# Records to use start

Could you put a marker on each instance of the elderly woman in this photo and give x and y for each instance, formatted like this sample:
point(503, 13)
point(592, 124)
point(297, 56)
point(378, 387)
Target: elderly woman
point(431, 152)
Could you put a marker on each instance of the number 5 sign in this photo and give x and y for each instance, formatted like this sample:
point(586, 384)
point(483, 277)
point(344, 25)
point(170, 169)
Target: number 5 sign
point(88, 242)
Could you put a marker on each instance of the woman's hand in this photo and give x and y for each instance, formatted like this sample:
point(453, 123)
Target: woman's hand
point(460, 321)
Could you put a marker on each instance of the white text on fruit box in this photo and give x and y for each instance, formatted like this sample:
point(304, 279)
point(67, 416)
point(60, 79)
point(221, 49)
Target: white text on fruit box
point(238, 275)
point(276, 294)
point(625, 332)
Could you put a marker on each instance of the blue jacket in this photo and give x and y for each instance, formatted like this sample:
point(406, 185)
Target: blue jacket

# Records to use end

What the task requires
Reproduce the listing in full. Keep it exactly as written.

Solved exercise
Could you put a marker on each instance of the elderly woman in this photo and give x and y for each instance, formatted like this sample:
point(503, 13)
point(592, 124)
point(297, 56)
point(378, 387)
Target: elderly woman
point(431, 152)
Could you put a marker on each instance of the number 5 sign in this photo and give x and y for each instance, formatted like this sample:
point(586, 384)
point(483, 277)
point(344, 25)
point(170, 169)
Target: number 5 sign
point(88, 242)
Could you put a marker on each instance of the woman's hand in this photo and give x and y for each instance, formatted like this sample:
point(453, 123)
Target: woman's hand
point(460, 321)
Could you put a marker on each instance of the white text on fruit box in this photo and give x and y for each instance, formatted like this sample:
point(304, 279)
point(67, 416)
point(60, 79)
point(221, 49)
Target: white text on fruit box
point(238, 275)
point(276, 294)
point(625, 332)
Could you put a marker on each instance of the blue jacket in this photo and give x and y for each instance, formatted like this sample:
point(406, 185)
Target: blue jacket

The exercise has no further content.